* _DATA_:

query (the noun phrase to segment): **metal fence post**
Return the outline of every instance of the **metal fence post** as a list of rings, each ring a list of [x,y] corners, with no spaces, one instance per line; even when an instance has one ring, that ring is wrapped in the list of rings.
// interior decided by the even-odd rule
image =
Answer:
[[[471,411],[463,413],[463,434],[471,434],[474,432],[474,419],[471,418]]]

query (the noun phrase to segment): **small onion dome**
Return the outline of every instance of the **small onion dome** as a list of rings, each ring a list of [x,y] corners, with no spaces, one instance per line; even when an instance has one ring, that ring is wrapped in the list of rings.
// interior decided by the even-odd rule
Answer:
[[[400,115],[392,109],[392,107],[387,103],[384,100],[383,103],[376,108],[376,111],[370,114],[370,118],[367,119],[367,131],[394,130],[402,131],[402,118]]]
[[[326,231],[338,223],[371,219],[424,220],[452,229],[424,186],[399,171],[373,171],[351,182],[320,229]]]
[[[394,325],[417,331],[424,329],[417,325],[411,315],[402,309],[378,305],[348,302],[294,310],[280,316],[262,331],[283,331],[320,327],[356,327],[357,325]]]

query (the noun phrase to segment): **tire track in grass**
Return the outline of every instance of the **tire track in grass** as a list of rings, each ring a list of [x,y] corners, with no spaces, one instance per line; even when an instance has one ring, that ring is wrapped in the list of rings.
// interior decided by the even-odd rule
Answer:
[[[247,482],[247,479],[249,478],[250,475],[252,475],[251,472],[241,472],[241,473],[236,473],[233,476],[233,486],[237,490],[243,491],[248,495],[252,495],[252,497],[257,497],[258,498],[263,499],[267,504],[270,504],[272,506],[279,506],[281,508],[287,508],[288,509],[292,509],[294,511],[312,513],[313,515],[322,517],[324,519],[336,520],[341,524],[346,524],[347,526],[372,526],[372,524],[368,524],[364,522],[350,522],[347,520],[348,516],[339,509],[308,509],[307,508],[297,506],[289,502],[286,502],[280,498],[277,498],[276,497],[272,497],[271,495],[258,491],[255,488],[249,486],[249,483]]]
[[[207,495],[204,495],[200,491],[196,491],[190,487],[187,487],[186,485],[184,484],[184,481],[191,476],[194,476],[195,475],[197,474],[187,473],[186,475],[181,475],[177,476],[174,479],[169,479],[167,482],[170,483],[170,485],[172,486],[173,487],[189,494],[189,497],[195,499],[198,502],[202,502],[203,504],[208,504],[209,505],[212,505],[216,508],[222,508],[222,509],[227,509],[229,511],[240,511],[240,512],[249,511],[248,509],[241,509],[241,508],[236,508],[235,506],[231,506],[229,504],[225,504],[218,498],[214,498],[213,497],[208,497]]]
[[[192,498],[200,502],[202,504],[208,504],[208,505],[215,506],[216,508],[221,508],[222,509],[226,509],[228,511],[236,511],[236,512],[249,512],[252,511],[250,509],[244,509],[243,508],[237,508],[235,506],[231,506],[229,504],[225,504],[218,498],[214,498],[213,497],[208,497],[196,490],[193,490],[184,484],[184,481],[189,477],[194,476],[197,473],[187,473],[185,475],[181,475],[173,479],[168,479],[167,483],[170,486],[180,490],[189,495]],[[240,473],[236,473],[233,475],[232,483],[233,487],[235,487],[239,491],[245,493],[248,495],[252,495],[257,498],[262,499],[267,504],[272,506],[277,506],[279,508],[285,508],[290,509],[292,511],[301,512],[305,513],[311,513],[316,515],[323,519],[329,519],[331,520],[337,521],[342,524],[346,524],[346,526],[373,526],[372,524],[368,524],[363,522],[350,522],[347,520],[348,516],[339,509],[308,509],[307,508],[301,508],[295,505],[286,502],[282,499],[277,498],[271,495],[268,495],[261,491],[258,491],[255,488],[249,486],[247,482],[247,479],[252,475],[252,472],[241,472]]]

* _WHAT YOU SHOULD DO_: Extract every line of the entries above that contains the word "post", matching its case exactly.

* _CORRECT OUTPUT_:
query (the noun phrase to segment): **metal fence post**
Return the outline of every instance of the **metal fence post** as a list of rings, each ring a list of [x,y] corners, with no spaces, one instance per line; even when an instance has one ring, that ring is wrapped in the list of rings.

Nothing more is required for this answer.